Transcribe the records that follow. Keep every word exactly, and drop the pictures.

────────────────────────────────────────

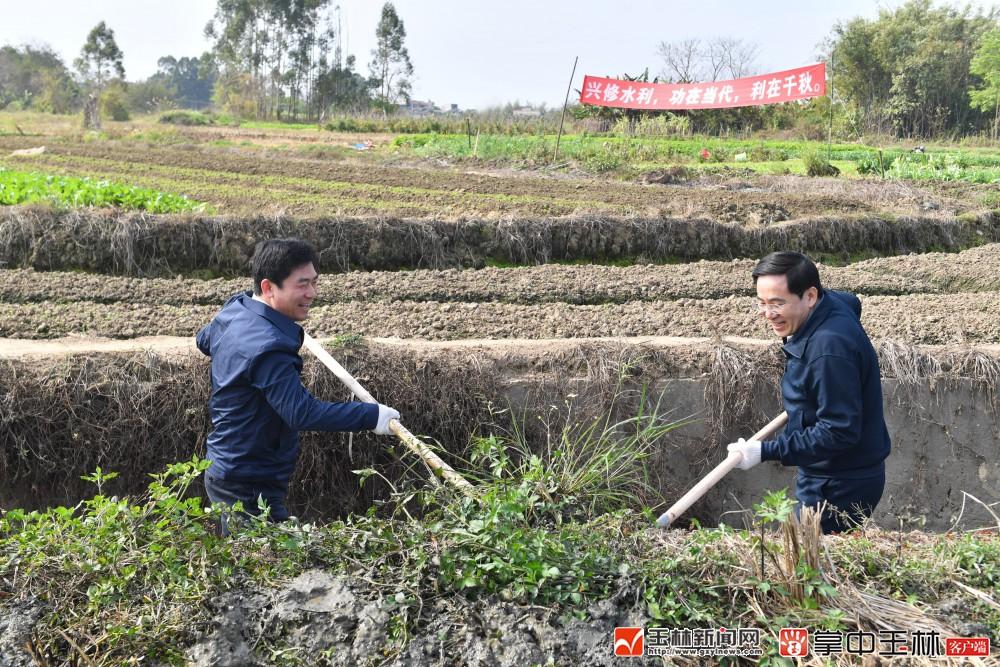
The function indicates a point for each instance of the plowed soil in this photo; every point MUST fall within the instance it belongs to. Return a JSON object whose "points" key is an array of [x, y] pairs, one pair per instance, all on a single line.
{"points": [[917, 319], [969, 271], [217, 175]]}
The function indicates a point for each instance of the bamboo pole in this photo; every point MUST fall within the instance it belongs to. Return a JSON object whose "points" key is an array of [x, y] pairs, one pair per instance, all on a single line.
{"points": [[412, 442], [717, 473]]}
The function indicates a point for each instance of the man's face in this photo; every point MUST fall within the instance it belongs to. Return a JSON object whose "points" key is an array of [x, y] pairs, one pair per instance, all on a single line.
{"points": [[784, 311], [296, 293]]}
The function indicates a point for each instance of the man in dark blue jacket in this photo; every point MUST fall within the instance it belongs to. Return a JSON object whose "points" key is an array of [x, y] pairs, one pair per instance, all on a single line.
{"points": [[258, 404], [832, 390]]}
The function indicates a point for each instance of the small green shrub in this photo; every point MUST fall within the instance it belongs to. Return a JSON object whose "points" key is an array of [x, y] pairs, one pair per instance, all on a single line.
{"points": [[114, 103], [817, 165], [185, 117]]}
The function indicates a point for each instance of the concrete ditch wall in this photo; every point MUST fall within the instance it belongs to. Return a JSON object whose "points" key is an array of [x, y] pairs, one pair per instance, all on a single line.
{"points": [[149, 410], [944, 442]]}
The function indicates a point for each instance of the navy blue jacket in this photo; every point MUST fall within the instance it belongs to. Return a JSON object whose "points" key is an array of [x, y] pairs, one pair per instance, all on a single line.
{"points": [[258, 404], [832, 390]]}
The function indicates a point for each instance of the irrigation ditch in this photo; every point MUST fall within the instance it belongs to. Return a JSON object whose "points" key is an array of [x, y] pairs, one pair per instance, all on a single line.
{"points": [[134, 412]]}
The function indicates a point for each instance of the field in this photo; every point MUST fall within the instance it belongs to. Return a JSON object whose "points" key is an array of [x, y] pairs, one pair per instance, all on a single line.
{"points": [[508, 308]]}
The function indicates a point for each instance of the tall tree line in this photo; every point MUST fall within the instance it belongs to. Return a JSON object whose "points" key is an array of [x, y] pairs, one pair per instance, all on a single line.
{"points": [[910, 72], [283, 59]]}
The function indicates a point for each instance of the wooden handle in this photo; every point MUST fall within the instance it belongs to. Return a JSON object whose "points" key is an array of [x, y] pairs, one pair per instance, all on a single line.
{"points": [[717, 473], [412, 442]]}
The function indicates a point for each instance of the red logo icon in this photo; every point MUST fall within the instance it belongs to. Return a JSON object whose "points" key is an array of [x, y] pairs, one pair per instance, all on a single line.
{"points": [[629, 642], [967, 646], [793, 642]]}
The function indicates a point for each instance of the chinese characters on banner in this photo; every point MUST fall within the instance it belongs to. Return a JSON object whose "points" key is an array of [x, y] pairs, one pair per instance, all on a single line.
{"points": [[786, 86]]}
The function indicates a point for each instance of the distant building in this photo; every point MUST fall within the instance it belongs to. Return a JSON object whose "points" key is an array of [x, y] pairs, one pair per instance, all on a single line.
{"points": [[419, 108], [527, 112]]}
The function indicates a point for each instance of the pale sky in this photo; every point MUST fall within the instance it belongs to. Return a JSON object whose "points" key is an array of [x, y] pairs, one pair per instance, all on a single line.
{"points": [[474, 53]]}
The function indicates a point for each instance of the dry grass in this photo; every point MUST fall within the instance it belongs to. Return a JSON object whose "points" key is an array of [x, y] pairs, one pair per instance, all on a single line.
{"points": [[134, 244]]}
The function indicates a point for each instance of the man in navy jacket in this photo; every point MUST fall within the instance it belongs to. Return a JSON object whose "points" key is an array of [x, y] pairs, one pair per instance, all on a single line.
{"points": [[258, 403], [832, 390]]}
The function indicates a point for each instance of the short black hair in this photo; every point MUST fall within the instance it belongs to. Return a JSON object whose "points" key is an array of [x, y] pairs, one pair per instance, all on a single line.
{"points": [[275, 259], [799, 271]]}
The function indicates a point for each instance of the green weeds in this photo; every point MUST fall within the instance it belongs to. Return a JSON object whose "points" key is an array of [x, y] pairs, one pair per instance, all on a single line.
{"points": [[17, 187]]}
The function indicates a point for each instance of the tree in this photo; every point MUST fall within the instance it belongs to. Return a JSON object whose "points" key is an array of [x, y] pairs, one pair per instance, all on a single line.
{"points": [[908, 71], [34, 77], [100, 57], [391, 68], [99, 60], [189, 81], [719, 58], [986, 66], [268, 54]]}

────────────────────────────────────────

> Task output:
The function indicates a point for each instance of the plowed soil in this photo; every point MUST fall within the instance it belongs to. Return a JSON object whose "points" key is an array of [x, y] pairs, one pair per instance, all on a single line.
{"points": [[917, 319], [969, 271], [217, 175]]}
The function indicates a point for each instance of the bamboo pole in this photo; every point MUST fall within the instance it belongs to. Return a JSON object whose "points" key is an array of [x, y] pairs, one pair per instance, all on a single line.
{"points": [[412, 442], [717, 473]]}
The function indicates a point for each instance of the man's face in this photo; every point MUST fall within the instance it belongs to. Return a JSON object whose "points" key is an array of [x, y] pairs, one pair per instance, all on a single line.
{"points": [[784, 311], [296, 293]]}
The function indicates a point for each instance of the man in dark blue jacket in this photo; every point MUST fall within the instance it belongs to. Return a JSON object whose "points" key is an array of [x, y] pairs, one pair per instance, all on a single line.
{"points": [[258, 404], [832, 390]]}
The function indicates a point for each instance of the small green shrub in this photo; every point MUST fall within the instance it belongs to. Return a JSON object whose "points" key is an array of [x, y] pairs, one pair per instance, all on a single line.
{"points": [[114, 103], [817, 165], [185, 117]]}
The function indicates a point for each instance of the concrete ditch wall in this photo; every point MUST fall within the instance it belongs to. Return a JSON object whose "points" key is an array of [x, y] pairs, one pair per instance, all on a single line.
{"points": [[149, 410], [944, 442]]}
The function indicates a point for each instance of the navy blue jacket in this photo; every point MUST fall within the instance it belongs to. Return a JSON object whose "points" key is an array of [x, y] pairs, one pair per instance, all on a single line.
{"points": [[258, 404], [832, 390]]}
The function indicates a point for each instance of the irrigation ditch in this photo; every point MUST fall within the instance it belongs to. Return a JSON object whose "points" key is an array of [x, y] pairs, one pair per instance, all on a single line.
{"points": [[134, 412]]}
The function indicates a point for each instance of the field in this photo; every point MUST fall within the instance it belongs to. Return a JSON object whose "points" key is an array of [x, y] pairs, one pair per instance, all on a single line.
{"points": [[508, 308]]}
The function indicates a point for each instance of the tall tree line in this photo; every point MUST fall within the instance it belongs to. Return a JSON object whose "points" key is an array of [x, y] pairs, one pair per instance, all on a single line.
{"points": [[910, 72], [283, 59]]}
The function indicates a point for each instance of the wooden handle in this photo; every point MUST fall within the instance it belongs to. Return a JSON object whose "points" key is an array of [x, y] pairs, one pair per instance, all on a single line.
{"points": [[717, 473], [412, 442]]}
The function indicates a point for each instance of the red logo icon in this photo; every point MUST fall within the instance it belongs to. Return a JSON object whose "points" key is an array of [x, y] pairs, one pair per instance, all on a single line.
{"points": [[629, 642], [967, 646], [793, 642]]}
The function indicates a point for each instance of the chinese characters on banner in this photo; every point MUST fall within the instance it belongs to. Return a JSON object whose "points" key is an array of [x, y] pairs, one pair per instance, all on a single line.
{"points": [[786, 86]]}
The function indicates a point for each instance of the distant building in this photo; every point MUST fall within the instance it belongs to. Return a JSON object whose "points" key is an array of [x, y] pairs, one pair per instance, all on a single line.
{"points": [[419, 108], [527, 112]]}
The function indicates a point for each instance of the pale sky in this photo; every point MUST fall within the instance it belongs to. Return a JSON object whose "points" key is an array of [x, y] pairs, one pair per instance, all on a single line.
{"points": [[474, 53]]}
The function indicates a point for each instance of the dry grass in this photo; every point MUST fall within the instance it belongs to. Return a JSON object whose "points" key is an array of [x, y] pairs, one pair per instance, all on a single line.
{"points": [[134, 244]]}
The function indicates a point for each instance of the man in navy jacket in this photo; every point MUST fall within the instance it belongs to. Return a JSON object whose "points" key is an array of [x, y] pairs, one pair per instance, all on a single line.
{"points": [[258, 403], [832, 390]]}
The function indicates a point for each instance of the short black hair in this photo; every point MUST fall within the instance it belongs to. Return a JSON object whose "points" key is an array of [x, y] pairs, one pair per instance, all on a single line.
{"points": [[275, 259], [799, 271]]}
The function indicates a point for each instance of the green weeds in this photo; every point MUST fall within the instance it belongs to. Return a JSON object whose "points" key is an array of [x, y] pairs, one pair per instance, all on a single line.
{"points": [[17, 187]]}
The function indicates a point for each instance of the tree in this photo; every point MUST fall within the instance it belongs to. Return a JSON object whose "points" key is an array of [x, y] pairs, one pair per instance, all on a single line.
{"points": [[908, 71], [34, 77], [100, 57], [391, 68], [99, 60], [189, 81], [719, 58], [986, 66], [268, 54]]}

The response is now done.